▶ Exercise directions
Each of the entries below should be written out exactly as it reads.

[Collected data]
════════
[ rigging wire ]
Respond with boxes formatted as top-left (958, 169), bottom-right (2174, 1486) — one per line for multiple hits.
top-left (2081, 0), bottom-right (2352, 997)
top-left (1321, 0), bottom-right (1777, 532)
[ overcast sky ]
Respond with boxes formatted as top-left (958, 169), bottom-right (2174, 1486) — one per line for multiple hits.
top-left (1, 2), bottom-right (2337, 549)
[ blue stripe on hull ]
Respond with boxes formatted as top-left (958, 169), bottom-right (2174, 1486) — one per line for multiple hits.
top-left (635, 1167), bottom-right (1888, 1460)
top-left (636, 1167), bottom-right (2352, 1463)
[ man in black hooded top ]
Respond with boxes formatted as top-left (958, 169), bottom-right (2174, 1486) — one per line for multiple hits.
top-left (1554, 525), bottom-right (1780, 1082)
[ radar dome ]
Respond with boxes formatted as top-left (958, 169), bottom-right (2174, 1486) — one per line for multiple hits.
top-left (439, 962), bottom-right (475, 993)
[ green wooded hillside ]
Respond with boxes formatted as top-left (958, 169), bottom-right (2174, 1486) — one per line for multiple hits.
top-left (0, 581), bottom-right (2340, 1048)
════════
▶ Answer box
[ rigging wire ]
Respond with boxes formatted as top-left (958, 169), bottom-right (2174, 1486) — one per line for multiple hits.
top-left (2081, 0), bottom-right (2352, 997)
top-left (1321, 0), bottom-right (1777, 532)
[ overcast sky ]
Respond with boxes formatted as top-left (958, 169), bottom-right (2174, 1486) — one per line for multiple hits.
top-left (1, 2), bottom-right (2337, 549)
[ blue stripe on hull ]
Respond with boxes formatted as top-left (958, 169), bottom-right (2174, 1486) — one per line for multiple hits.
top-left (635, 1167), bottom-right (1888, 1460)
top-left (636, 1167), bottom-right (2352, 1463)
[ man in black hooded top ]
Respond with boxes formatted as top-left (958, 169), bottom-right (2174, 1486) — one per line for multiple hits.
top-left (1554, 525), bottom-right (1780, 1082)
[ radar dome ]
Respond with boxes formatted as top-left (958, 169), bottom-right (2174, 1486) — one per line for multiple hits.
top-left (439, 962), bottom-right (475, 993)
[ green wooded hillside ]
Respond with boxes formatted as top-left (958, 169), bottom-right (2174, 1486) — one per line for multiple hits.
top-left (0, 581), bottom-right (2340, 1048)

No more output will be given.